━━ Supplied entries

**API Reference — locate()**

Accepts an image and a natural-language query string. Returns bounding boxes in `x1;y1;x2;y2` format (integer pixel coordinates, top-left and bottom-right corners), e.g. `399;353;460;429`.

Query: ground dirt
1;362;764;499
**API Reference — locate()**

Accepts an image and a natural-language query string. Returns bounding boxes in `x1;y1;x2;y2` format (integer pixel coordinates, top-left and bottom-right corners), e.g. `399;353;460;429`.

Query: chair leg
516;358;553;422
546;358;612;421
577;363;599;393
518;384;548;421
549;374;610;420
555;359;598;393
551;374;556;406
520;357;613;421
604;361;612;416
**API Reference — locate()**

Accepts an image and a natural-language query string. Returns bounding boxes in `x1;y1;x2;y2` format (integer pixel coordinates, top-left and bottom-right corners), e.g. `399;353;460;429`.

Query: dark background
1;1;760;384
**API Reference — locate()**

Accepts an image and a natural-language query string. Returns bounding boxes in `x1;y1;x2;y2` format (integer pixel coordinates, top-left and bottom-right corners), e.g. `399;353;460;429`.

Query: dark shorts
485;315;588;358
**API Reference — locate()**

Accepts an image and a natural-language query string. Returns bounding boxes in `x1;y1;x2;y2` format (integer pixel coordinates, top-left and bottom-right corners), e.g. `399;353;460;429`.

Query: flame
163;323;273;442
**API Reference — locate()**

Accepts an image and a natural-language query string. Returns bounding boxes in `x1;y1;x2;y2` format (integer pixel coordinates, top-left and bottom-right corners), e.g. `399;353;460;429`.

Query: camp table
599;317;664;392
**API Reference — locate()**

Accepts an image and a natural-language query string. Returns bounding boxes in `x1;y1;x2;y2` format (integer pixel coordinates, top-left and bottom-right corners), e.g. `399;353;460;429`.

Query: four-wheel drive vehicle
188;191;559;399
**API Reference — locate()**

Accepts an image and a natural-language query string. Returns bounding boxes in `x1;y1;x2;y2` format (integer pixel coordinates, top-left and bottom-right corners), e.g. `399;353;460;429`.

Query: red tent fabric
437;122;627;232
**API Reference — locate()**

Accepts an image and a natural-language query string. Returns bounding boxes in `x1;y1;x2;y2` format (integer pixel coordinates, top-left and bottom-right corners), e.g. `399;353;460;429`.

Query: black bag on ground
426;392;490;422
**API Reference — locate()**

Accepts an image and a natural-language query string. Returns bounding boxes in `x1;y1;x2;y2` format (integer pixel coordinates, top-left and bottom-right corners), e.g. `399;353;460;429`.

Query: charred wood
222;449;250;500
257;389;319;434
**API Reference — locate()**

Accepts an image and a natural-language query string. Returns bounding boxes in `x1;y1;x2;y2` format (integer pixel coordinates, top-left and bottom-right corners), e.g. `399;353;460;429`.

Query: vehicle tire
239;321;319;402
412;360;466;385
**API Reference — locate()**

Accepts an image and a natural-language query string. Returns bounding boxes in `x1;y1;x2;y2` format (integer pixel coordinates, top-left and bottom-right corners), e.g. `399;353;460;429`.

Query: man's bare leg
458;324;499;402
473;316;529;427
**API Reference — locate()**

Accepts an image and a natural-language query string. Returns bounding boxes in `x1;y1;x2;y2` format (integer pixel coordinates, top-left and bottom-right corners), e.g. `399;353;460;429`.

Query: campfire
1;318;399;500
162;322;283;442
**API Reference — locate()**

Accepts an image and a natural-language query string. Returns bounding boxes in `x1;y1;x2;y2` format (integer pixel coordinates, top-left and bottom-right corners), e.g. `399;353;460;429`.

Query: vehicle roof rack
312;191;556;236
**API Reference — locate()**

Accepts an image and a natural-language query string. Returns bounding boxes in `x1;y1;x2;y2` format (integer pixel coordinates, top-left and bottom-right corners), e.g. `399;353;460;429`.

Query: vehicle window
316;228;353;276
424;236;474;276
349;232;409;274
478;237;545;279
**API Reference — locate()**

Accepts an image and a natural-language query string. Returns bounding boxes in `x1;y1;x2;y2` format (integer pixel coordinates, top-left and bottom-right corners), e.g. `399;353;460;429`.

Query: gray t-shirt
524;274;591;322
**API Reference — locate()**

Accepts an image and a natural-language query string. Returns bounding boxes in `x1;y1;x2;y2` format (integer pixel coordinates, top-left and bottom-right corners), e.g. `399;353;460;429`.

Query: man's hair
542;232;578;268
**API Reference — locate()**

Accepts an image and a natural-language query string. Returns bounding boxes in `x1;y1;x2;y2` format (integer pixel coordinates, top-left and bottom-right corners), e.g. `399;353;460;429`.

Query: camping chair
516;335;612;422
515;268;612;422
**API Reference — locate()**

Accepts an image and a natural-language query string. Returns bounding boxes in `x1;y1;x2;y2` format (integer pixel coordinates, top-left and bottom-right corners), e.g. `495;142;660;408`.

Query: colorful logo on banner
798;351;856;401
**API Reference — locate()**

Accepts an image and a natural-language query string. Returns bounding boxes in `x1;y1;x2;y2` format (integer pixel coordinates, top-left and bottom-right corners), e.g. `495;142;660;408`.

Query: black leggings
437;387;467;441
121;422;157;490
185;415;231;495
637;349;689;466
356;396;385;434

━━━━

What this task involves:
Retype the material above in full, with nothing altered.

Exercise output:
**API Reference — locate()**

Accepts an image and a natural-language query string. Returns bounding boxes in `x1;y1;x2;y2` format (integer pixel coordinates, top-left and bottom-right corners), e.g. `399;353;460;429`.

Query: ground dirt
1;362;764;499
**API Reference — locate()**

Accepts an image and a natural-language query string. Returns bounding boxes in `x1;y1;x2;y2` format (integer pixel coordinates, top-left and bottom-right corners), e.g. `399;353;460;429`.

Query: chair leg
516;358;553;422
546;358;612;421
577;363;599;393
518;384;548;421
549;374;610;420
555;359;598;393
551;374;556;406
520;357;613;421
604;361;612;416
**API Reference — locate()**

Accepts an image and a natural-language query string. Returns bounding boxes in `x1;y1;x2;y2` format (integer pixel coordinates, top-left and bottom-right corners), e.g. `399;353;460;429`.

Query: dark background
1;1;760;384
**API Reference — locate()**

Accepts an image and a natural-language query string. Returns bounding boxes in `x1;y1;x2;y2` format (integer pixel coordinates, top-left and bottom-right corners), e.g. `399;353;460;429`.

Query: dark shorts
485;315;588;358
**API Reference — locate()**

Accepts an image and a natural-language query string. Returns bounding boxes in `x1;y1;x2;y2` format (integer pixel coordinates, top-left and bottom-right corners), e.g. `399;353;460;429`.

Query: flame
163;323;273;442
**API Reference — locate()**

Accepts an image and a natural-language query string. Returns bounding boxes in `x1;y1;x2;y2` format (integer pixel coordinates, top-left and bottom-right corners), e.g. `399;353;460;429`.

Query: camp table
599;317;664;392
**API Reference — locate()**

Accepts an image and a natural-language query string. Returns bounding boxes in `x1;y1;x2;y2` format (integer pixel coordinates, top-left and bottom-right corners), e.g. `399;353;460;429`.

Query: four-wheel drive vehicle
188;191;559;399
**API Reference — locate()**

Accepts an image and a natural-language query string. Returns bounding boxes in `x1;y1;x2;y2` format (integer pixel coordinates, top-left and bottom-right corners), e.g. `399;353;460;429`.

Query: red tent fabric
437;122;627;232
**API Reference — locate()**

Accepts an image and a natural-language query string. Returns bounding boxes in `x1;y1;x2;y2` format (integer pixel coordinates, top-left and bottom-right corners), e.g. `399;353;460;429`.

Query: black bag on ground
426;392;490;422
**API Reference — locate()**

Accepts an image and a natural-language query string. Returns bounding boxes in `x1;y1;x2;y2` format (integer pixel coordinates, top-left and bottom-right corners), e.g. `399;353;460;429`.

Query: charred wood
222;449;250;500
257;389;319;434
**API Reference — locate()**

Accepts an image and a natural-language query string. Returns bounding boxes in `x1;y1;x2;y2` format (integer pixel coordinates, top-left and bottom-right corners), e.g. `399;353;460;429`.

Query: vehicle tire
239;321;319;402
412;360;466;385
**API Reference — locate()**

Accepts an image and a natural-language query string. Returns bounding boxes in `x1;y1;x2;y2` format (integer pixel coordinates, top-left and bottom-right corners), e.g. `399;353;460;429`.

Query: man's bare leg
458;324;499;402
473;316;529;427
**API Reference — locate()**

Accepts an image and a natural-language query string. Returns bounding boxes in `x1;y1;x2;y2` format (integer pixel coordinates, top-left and bottom-right corners), e.g. `399;353;460;429`.

Query: campfire
1;318;399;500
162;322;283;442
**API Reference — locate()**

Accepts an image and a natural-language query string. Returns bounding boxes in `x1;y1;x2;y2` format (integer pixel coordinates, top-left and bottom-right corners), e.g. `399;353;460;429`.

Query: vehicle roof rack
312;191;556;236
**API Reference — locate()**

Accepts an image and a natural-language query string. Returns bounding boxes in `x1;y1;x2;y2` format (integer pixel coordinates, top-left and bottom-right corners), e.g. `399;353;460;429`.

Query: vehicle window
316;228;353;276
424;236;474;276
349;232;409;274
478;237;545;279
**API Reference — locate()**

Accepts an image and a natural-language query string. Returns bounding boxes in `x1;y1;x2;y2` format (integer pixel coordinates, top-left and bottom-right corners), e.g. `399;353;460;429`.

Query: gray t-shirt
524;274;591;322
**API Reference — locate()**

Accepts an image and a natural-language query string. Returns bounding boxes in `x1;y1;x2;y2` format (integer pixel coordinates, top-left and bottom-right corners), e.g. `399;353;460;429`.

Query: man's hair
542;232;578;268
**API Reference — locate()**

Accepts an image and a natural-language query string. Returns bounding boxes in `x1;y1;x2;y2` format (integer pixel coordinates, top-left and bottom-right corners), e.g. `399;353;460;429`.

Query: camping chair
516;335;612;422
515;268;612;422
**API Reference — locate()**

Accepts an image and a natural-language query string. Returns bounding boxes in `x1;y1;x2;y2` format (integer pixel coordinates, top-left and bottom-right corners), e.g. `495;142;660;408`.

Query: colorful logo on banner
798;351;856;401
**API Reference — locate()**

Accepts an image and a natural-language query string. Returns bounding boxes in `x1;y1;x2;y2` format (integer pixel coordinates, top-left and bottom-right corners), e.g. `495;142;660;408`.

Query: black leggings
437;387;467;441
121;422;157;490
185;415;231;495
637;349;689;466
356;396;385;434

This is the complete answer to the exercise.